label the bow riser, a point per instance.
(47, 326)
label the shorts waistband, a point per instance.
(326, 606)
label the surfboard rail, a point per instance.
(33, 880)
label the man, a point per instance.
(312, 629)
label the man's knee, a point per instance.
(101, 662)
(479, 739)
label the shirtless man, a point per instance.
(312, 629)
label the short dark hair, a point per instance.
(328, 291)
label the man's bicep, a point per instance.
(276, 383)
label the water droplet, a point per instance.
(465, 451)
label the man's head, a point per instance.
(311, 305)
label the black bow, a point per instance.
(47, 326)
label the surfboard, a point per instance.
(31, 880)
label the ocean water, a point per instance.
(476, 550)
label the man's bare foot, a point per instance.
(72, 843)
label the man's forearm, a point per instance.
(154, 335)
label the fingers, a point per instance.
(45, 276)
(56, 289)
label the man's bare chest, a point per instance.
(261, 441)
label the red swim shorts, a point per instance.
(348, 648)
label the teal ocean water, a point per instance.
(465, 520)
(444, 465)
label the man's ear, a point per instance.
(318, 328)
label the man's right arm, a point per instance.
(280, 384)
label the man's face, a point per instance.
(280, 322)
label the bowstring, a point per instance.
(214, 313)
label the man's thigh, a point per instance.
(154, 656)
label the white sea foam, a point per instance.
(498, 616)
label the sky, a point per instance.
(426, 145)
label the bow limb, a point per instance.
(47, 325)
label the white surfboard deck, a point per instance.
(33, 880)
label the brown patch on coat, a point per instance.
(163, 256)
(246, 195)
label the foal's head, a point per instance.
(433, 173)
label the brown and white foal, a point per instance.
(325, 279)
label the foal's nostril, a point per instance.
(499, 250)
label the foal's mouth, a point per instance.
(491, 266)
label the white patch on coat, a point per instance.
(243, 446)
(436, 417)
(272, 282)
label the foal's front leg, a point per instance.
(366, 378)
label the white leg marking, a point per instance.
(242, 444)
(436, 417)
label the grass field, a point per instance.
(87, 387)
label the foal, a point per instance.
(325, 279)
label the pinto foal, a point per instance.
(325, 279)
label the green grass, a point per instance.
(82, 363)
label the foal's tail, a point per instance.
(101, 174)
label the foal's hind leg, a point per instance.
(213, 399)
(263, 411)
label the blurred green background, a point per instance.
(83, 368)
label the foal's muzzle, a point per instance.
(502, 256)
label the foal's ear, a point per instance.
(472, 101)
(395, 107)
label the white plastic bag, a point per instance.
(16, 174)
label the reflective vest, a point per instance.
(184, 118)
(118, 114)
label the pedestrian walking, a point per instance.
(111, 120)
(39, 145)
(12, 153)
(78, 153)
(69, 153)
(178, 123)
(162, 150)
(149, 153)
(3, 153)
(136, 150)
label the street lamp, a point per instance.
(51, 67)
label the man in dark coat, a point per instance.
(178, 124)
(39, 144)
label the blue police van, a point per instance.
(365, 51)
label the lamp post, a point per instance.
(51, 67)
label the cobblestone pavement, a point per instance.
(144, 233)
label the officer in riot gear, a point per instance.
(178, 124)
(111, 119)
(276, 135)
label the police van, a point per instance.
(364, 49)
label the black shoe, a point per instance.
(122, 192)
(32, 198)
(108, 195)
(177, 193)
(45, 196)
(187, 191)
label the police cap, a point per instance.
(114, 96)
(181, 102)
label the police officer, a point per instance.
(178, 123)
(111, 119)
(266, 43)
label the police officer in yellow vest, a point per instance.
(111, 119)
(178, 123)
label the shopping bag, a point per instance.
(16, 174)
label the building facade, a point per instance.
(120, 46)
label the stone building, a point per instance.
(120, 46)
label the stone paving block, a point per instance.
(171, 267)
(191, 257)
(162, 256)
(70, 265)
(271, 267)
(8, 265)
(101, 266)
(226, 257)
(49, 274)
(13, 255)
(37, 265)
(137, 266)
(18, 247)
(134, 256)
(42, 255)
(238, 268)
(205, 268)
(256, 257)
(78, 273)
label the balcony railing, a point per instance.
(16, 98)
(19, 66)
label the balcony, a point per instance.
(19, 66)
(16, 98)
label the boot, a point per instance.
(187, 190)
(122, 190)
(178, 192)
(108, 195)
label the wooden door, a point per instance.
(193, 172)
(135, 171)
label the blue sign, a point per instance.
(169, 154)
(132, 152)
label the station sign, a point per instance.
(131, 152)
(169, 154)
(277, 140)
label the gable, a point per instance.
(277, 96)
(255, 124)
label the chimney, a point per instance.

▶ [Description of the task]: Make an exact copy of all the data.

▶ [Answer section]:
label the bow riser, a point per instance.
(47, 326)
label the shorts waistband, a point per instance.
(326, 606)
label the surfboard rail, a point per instance.
(33, 880)
label the man, a point per instance.
(312, 629)
label the man's knee, a point per instance.
(101, 662)
(479, 739)
label the shirtless man, a point per instance.
(312, 629)
label the short dark hair, a point per instance.
(328, 291)
label the man's bicep, a point per instance.
(276, 383)
label the water droplet, a point per instance.
(465, 451)
label the man's head, a point per instance.
(311, 305)
label the black bow, a point per instance.
(47, 326)
label the surfboard, a point per instance.
(31, 880)
label the ocean water, a point per instance.
(476, 550)
label the man's bare foot, a point per instance.
(72, 843)
label the man's forearm, a point per instance.
(154, 335)
label the fingers, a point per instance.
(45, 276)
(56, 289)
label the man's bare chest, a point per instance.
(261, 441)
label the red swim shorts, a point per instance.
(348, 648)
label the teal ocean water, a point per instance.
(465, 520)
(444, 465)
label the man's ear, a point per instance.
(318, 328)
label the man's right arm, a point per instance.
(280, 384)
label the man's face, a point per instance.
(280, 322)
label the bowstring, a point per instance.
(214, 313)
label the man's thigh, a point per instance.
(154, 656)
label the white sea foam, a point per instance.
(498, 616)
label the sky, a point per instance.
(426, 145)
label the bow limb, a point per instance.
(47, 325)
label the white surfboard deck, a point per instance.
(33, 880)
label the brown patch on coat, a point per instance.
(163, 256)
(246, 195)
label the foal's head, a point per instance.
(433, 173)
label the brown and white foal, a point per instance.
(325, 279)
label the foal's nostril, a point per instance.
(499, 250)
label the foal's mouth, a point per instance.
(491, 266)
label the white patch on coat, a point per instance.
(243, 446)
(436, 417)
(272, 282)
label the foal's front leg, a point per instance.
(366, 378)
label the white leg marking, a point per instance.
(242, 444)
(436, 417)
label the grass field, a point per instance.
(87, 387)
label the foal, a point per instance.
(325, 279)
label the pinto foal, a point per instance.
(325, 279)
label the green grass, a point per instance.
(82, 363)
label the foal's tail, a point per instance.
(101, 174)
label the foal's hind leg, a point per instance.
(213, 399)
(263, 411)
label the blurred green background, a point per instance.
(83, 368)
label the foal's muzzle, a point per instance.
(502, 256)
label the foal's ear, a point per instance.
(472, 101)
(395, 107)
label the white plastic bag, a point per instance.
(16, 174)
label the reflective vest, a point per instance.
(184, 118)
(118, 114)
label the pedestrian walking, a point per instance.
(111, 120)
(39, 145)
(12, 153)
(78, 153)
(69, 153)
(178, 123)
(162, 150)
(149, 153)
(3, 153)
(136, 150)
label the street lamp, a point per instance.
(51, 67)
label the man in dark coat, a point per instance.
(178, 124)
(39, 144)
label the blue police van, a point per instance.
(365, 51)
label the lamp post, a point per instance.
(51, 67)
label the cobblestone pavement, a point per instance.
(144, 233)
label the officer in riot gear, a point per instance.
(178, 124)
(111, 119)
(276, 135)
label the police van, a point per instance.
(364, 49)
label the black shoe, a point per instance.
(122, 192)
(32, 198)
(108, 195)
(177, 193)
(45, 196)
(187, 191)
label the police cap, a point per instance.
(114, 96)
(181, 102)
label the police officer, a point per instance.
(178, 123)
(111, 119)
(266, 43)
label the police officer in yellow vest, a point per instance.
(111, 119)
(178, 123)
label the shopping bag, a point per instance.
(16, 174)
label the building facade, a point per instance.
(120, 46)
label the stone building, a point per instance.
(120, 46)
label the stone paving block, a point per instance.
(171, 267)
(191, 257)
(162, 256)
(70, 265)
(271, 267)
(8, 265)
(101, 266)
(226, 257)
(49, 274)
(13, 255)
(37, 265)
(137, 266)
(18, 247)
(134, 256)
(42, 255)
(238, 268)
(205, 268)
(256, 257)
(78, 273)
label the balcony railing, a point per instance.
(16, 98)
(19, 66)
label the balcony, a point per instance.
(19, 66)
(16, 98)
label the boot, a point per instance.
(187, 190)
(122, 190)
(178, 192)
(108, 195)
label the wooden door, a point per instance.
(193, 172)
(135, 171)
label the blue sign, a point per instance.
(169, 154)
(132, 152)
label the station sign, a point per instance.
(131, 152)
(169, 154)
(277, 140)
label the gable, a point per instance.
(277, 96)
(255, 124)
label the chimney, a point per instance.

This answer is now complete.